» What you should do
Could you write out the data that follows, exactly and in full?

» Listed records
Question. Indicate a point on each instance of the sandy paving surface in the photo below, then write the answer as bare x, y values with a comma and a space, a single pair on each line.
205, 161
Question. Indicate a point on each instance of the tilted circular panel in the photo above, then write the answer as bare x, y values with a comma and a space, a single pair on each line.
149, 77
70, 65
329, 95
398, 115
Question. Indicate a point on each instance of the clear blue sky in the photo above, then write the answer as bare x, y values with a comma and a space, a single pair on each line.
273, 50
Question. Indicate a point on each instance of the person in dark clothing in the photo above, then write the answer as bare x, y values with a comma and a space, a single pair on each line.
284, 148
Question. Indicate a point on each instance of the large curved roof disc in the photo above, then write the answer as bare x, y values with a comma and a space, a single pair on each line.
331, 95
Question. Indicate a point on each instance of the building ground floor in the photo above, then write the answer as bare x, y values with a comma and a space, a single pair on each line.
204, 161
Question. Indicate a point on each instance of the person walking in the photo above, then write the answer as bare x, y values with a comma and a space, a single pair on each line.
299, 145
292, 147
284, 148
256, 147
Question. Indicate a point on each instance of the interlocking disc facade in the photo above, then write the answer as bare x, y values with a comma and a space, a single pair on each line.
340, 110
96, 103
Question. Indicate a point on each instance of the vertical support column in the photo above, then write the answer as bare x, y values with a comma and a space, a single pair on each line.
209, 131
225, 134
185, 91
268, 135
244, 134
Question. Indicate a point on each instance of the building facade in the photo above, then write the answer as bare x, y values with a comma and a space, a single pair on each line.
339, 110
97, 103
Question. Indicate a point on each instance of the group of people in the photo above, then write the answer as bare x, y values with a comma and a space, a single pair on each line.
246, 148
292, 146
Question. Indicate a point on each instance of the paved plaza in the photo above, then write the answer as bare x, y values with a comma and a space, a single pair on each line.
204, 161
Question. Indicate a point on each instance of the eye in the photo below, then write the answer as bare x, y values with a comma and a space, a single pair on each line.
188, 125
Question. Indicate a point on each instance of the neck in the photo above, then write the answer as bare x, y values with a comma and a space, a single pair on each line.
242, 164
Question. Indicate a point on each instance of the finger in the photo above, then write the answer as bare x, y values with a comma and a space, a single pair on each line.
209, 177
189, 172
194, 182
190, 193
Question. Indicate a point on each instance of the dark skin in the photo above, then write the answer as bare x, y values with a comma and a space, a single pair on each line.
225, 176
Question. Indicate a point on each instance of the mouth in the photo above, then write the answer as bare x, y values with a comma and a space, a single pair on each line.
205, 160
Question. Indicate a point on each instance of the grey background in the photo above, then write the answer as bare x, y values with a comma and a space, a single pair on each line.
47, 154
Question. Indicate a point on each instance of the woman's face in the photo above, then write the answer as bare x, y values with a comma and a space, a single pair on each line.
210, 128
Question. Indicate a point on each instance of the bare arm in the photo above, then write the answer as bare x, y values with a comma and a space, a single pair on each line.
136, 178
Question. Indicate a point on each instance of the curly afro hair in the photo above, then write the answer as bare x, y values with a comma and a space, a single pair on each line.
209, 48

» Exercise answer
Question. Indicate a point on each instance of the sandy paving surface in the photo below, then write the answer as bare x, y values with a comma and a space, a single pair on each line.
205, 161
Question. Indicate a point on each instance of the tilted circular panel in the photo above, then write the answer as bare x, y values with a comma and a space, a single pair on each line.
149, 77
70, 65
329, 95
398, 115
Question. Indicate a point on each instance of the clear blue sky in the photo above, then write the answer as bare x, y values with a comma and a space, a single pair on each line.
273, 50
Question. Indicate a point on each instance of the person in dark clothing in the photo above, then write the answer as bare x, y values with a comma and a space, a single pair on each line.
284, 148
Question. Indicate a point on each instance of the large curved roof disc in the photo above, then write the answer as bare x, y values with a comma and a space, a single pair on each line.
331, 95
Question. Indicate a point on each instance of the building ground floor in the photo above, then write the answer as bare x, y values with a comma and a space, a single pair on each line.
204, 161
Question. Indicate a point on each instance of the person walking in the photo above, then write the answer as bare x, y values with a comma and a space, a single pair on each line.
299, 145
292, 147
284, 148
256, 147
Question. Indicate a point on each instance of the interlocking disc facade in the photo above, then write the answer as bare x, y values with a comma and a space, a single pair on each line.
340, 110
96, 103
Question. Indicate a point on each instance of the vertical support column in the photo above, then write the answer as bare x, y values with a comma and a space, a single pair on each line.
209, 131
225, 134
185, 91
268, 135
244, 134
Question. Indicate a point on each instance of the building facade in the photo above, then write the answer as bare x, y values with a comma and a space, a single pair on each line.
339, 110
97, 103
Question. Indicate a point on each instance of the group of people in the photo above, then write the answer as bare x, y values with a comma and a space, a single pair on each line.
246, 148
292, 146
Question. Indicate a point on each instance of the paved plaza in the photo above, then write the answer as bare x, y values with a comma and a space, a single pair on each line.
204, 161
Question. Indicate a point on each instance of the eye in the photo below, then write the answer as bare x, y values with a comma and a space, a single pair on each line.
188, 125
Question. Indicate a point on each instance of the neck in the photo above, then write the answer as bare x, y values with a comma and a space, a single pair on each line.
242, 164
Question. Indicate a point on each instance of the finger in the photo above, then write the answer as bare x, y values with a comma and a space, a single pair on each line.
209, 177
189, 172
194, 182
190, 193
Question. Indicate a point on each instance of the dark skin in the photo above, then write the answer as bare x, y values with a comma and a space, a single pair on each line.
225, 176
Question. Indicate a point on each instance of the mouth in the photo above, then write the answer as bare x, y values with a comma and a space, a single pair on each line.
205, 160
Question. Indicate a point on each instance of the grey background in the photo above, then write the answer as bare x, y values with a comma and a space, a single pair on each line.
47, 154
Question. Indicate a point on each instance of the woman's face in the photo above, then write the answer as bare x, y values with a comma and a space, a single pair on each line.
210, 128
Question. Indicate a point on each instance of the bare arm in the photo above, then write the answer as bare x, y values with a comma and a space, a single pair on each line.
136, 178
Question. Indicate a point on each instance of the curly afro hair in the photo above, then write the answer as bare x, y values with a comma and a space, a single pair on each line.
209, 48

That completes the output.